Copy the data precisely, character for character, and leave out every picture.

[[ DATA, beginning ]]

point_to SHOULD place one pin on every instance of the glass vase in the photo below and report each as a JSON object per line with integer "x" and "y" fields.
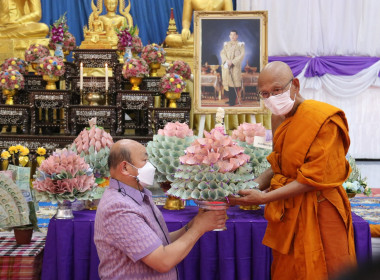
{"x": 59, "y": 51}
{"x": 64, "y": 210}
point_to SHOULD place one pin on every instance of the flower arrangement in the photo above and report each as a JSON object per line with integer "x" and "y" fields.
{"x": 355, "y": 184}
{"x": 136, "y": 44}
{"x": 172, "y": 82}
{"x": 93, "y": 144}
{"x": 153, "y": 53}
{"x": 64, "y": 175}
{"x": 58, "y": 30}
{"x": 11, "y": 79}
{"x": 212, "y": 168}
{"x": 166, "y": 148}
{"x": 181, "y": 68}
{"x": 125, "y": 36}
{"x": 69, "y": 42}
{"x": 135, "y": 67}
{"x": 35, "y": 52}
{"x": 51, "y": 66}
{"x": 14, "y": 63}
{"x": 246, "y": 132}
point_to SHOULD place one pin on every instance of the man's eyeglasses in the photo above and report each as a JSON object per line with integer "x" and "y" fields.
{"x": 276, "y": 91}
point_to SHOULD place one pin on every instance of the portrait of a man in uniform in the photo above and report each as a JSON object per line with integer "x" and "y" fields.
{"x": 230, "y": 51}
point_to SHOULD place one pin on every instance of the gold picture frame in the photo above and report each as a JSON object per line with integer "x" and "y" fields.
{"x": 212, "y": 35}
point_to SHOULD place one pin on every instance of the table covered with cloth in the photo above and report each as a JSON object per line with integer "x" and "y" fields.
{"x": 21, "y": 261}
{"x": 237, "y": 253}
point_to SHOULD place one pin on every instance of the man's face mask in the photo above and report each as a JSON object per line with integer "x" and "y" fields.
{"x": 145, "y": 174}
{"x": 280, "y": 104}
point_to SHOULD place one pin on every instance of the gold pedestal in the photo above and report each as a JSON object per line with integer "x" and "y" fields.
{"x": 50, "y": 81}
{"x": 9, "y": 93}
{"x": 174, "y": 203}
{"x": 172, "y": 97}
{"x": 250, "y": 207}
{"x": 16, "y": 47}
{"x": 135, "y": 81}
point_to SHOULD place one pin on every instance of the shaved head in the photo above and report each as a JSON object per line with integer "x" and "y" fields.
{"x": 122, "y": 150}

[[ DATA, end ]]

* _RESPONSE BELOW_:
point_to SHOULD place one pin on every instance of the glass vase in the photo below and report each as a JSON object per line with integer "x" and "y" fields.
{"x": 59, "y": 51}
{"x": 64, "y": 210}
point_to SHOULD place one pin on every instance of the flower arrangement in the photo above and report each as a JSON object per line with integer "x" and "y" fields.
{"x": 355, "y": 184}
{"x": 136, "y": 44}
{"x": 172, "y": 82}
{"x": 93, "y": 144}
{"x": 153, "y": 53}
{"x": 64, "y": 175}
{"x": 58, "y": 30}
{"x": 11, "y": 79}
{"x": 212, "y": 168}
{"x": 166, "y": 148}
{"x": 181, "y": 68}
{"x": 125, "y": 36}
{"x": 69, "y": 42}
{"x": 135, "y": 67}
{"x": 35, "y": 52}
{"x": 51, "y": 66}
{"x": 14, "y": 63}
{"x": 246, "y": 132}
point_to SHOULD place one pin on every instance of the man's eyeglasses in the photo above and report each as a JSON object per line with integer "x" and "y" fields.
{"x": 276, "y": 91}
point_to SHOULD place one pin on every instance of the portrait of a man in uniform in the photo above and report each as a JSON object per line with integer "x" and "y" fields.
{"x": 230, "y": 51}
point_to SHOULD place one pin on every instance of the gold picture frame in the photo above and report each as a JSON object per line with integer "x" and "y" fields.
{"x": 212, "y": 35}
point_to SHOULD place one pin on every instance of the table covered with cloth in the photo above and report each as a JSON object per line with integer "x" and "y" fields.
{"x": 21, "y": 261}
{"x": 237, "y": 253}
point_to SHOULD place one pin on every instance of the man's face mask in the photo above and report each as a JSON object per line with integer "x" and "y" fields.
{"x": 145, "y": 174}
{"x": 280, "y": 104}
point_to SHOULD place one pin on every instance of the gold pedestal in the photo above and report each as a JSON object per line with integer "x" and "y" fields.
{"x": 50, "y": 81}
{"x": 9, "y": 93}
{"x": 174, "y": 203}
{"x": 172, "y": 97}
{"x": 250, "y": 207}
{"x": 16, "y": 47}
{"x": 135, "y": 81}
point_to SHOULD place one pin on every instance of the shaved head in the photo above and report each as a JSON object per line with integer "x" and "y" fields.
{"x": 122, "y": 150}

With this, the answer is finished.